### Task goal:
Write out the lines below word for word, with every coordinate, and leave out the pictures.
-- Start of Supplied data --
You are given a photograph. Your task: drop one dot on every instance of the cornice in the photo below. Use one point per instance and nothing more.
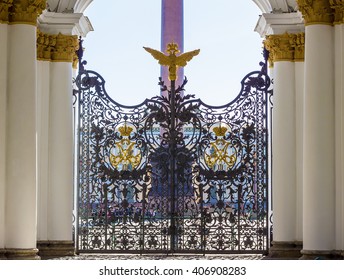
(56, 48)
(285, 47)
(316, 11)
(5, 6)
(270, 23)
(72, 23)
(26, 11)
(338, 8)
-- End of Supplied data --
### Problem solution:
You are given a photograph. Your task: drop one dot on every instance of the cornice in the photo below. Use one point per instance and nothing more.
(56, 48)
(285, 47)
(316, 11)
(5, 6)
(270, 23)
(72, 23)
(26, 11)
(338, 8)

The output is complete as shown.